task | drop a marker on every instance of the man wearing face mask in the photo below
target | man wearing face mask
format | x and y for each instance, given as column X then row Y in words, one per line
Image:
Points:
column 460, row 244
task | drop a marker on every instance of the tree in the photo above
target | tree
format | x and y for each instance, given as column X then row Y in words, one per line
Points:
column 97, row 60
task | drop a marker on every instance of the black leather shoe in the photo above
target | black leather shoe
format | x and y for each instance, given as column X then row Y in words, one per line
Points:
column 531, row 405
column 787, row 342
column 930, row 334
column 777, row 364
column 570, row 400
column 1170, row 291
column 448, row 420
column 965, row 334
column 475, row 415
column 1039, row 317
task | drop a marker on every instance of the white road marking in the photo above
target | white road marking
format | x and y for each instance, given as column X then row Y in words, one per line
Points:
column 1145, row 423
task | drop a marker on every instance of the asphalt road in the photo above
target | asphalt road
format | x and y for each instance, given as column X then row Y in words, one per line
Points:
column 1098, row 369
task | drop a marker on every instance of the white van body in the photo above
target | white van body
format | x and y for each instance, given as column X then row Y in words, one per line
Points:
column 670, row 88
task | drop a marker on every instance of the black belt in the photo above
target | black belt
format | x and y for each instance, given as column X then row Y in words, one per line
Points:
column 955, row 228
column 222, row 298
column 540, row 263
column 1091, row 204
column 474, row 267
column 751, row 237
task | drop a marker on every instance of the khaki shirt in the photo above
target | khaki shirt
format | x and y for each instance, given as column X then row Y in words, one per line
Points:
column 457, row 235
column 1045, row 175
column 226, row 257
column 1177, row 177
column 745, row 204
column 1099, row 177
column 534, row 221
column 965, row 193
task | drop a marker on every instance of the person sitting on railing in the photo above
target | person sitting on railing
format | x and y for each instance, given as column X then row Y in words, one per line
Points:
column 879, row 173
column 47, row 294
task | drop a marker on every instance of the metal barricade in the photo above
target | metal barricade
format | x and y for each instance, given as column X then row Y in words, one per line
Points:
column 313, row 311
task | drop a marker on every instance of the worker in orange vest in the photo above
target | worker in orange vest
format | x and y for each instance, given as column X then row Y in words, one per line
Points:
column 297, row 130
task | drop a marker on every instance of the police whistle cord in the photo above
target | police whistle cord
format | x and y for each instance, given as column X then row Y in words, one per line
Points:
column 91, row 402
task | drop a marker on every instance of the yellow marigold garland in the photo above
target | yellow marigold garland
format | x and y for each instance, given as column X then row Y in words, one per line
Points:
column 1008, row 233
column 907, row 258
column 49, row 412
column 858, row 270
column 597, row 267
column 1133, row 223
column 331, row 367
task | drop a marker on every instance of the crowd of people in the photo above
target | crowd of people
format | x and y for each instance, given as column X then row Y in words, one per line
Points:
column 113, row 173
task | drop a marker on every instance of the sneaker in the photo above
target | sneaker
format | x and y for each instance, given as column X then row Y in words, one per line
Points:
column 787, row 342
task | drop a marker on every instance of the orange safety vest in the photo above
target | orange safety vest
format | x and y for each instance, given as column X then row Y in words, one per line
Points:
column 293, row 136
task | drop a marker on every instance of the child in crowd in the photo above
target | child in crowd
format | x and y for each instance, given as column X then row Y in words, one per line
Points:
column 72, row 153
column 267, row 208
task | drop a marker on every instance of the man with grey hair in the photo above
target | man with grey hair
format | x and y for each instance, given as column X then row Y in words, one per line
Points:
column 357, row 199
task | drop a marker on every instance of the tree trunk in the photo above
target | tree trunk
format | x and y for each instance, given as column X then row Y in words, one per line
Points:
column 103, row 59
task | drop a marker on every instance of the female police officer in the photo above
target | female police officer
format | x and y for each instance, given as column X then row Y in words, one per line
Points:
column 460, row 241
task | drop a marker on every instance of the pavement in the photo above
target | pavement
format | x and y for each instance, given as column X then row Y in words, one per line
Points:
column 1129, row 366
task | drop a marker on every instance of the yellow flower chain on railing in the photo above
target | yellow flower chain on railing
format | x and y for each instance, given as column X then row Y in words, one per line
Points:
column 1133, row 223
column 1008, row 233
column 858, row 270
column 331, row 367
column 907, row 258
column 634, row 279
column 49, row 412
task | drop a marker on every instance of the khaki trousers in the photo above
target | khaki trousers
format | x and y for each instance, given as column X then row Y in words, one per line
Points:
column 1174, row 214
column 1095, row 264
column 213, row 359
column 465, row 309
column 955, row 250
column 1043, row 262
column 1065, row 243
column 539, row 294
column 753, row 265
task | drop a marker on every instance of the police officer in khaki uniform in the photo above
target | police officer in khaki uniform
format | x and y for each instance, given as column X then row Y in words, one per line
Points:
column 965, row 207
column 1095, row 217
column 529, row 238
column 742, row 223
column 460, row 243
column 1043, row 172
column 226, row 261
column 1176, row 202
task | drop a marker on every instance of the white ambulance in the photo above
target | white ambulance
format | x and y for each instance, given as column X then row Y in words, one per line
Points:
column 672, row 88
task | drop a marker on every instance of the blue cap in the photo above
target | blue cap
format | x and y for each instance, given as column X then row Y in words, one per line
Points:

▸ **Assigned task**
Reprint exactly, and only, the lines running from the one containing "target | white ambulance" through the last line of the listing above.

▸ **Response**
target | white ambulance
format | x and y for each instance, given as column X then row Y in words, one per line
Points:
column 672, row 88
task | drop a marker on every instance of the blue cap in the photo above
target | blue cap
format | x and y for each instance, given as column X then row Y in words, one per line
Points:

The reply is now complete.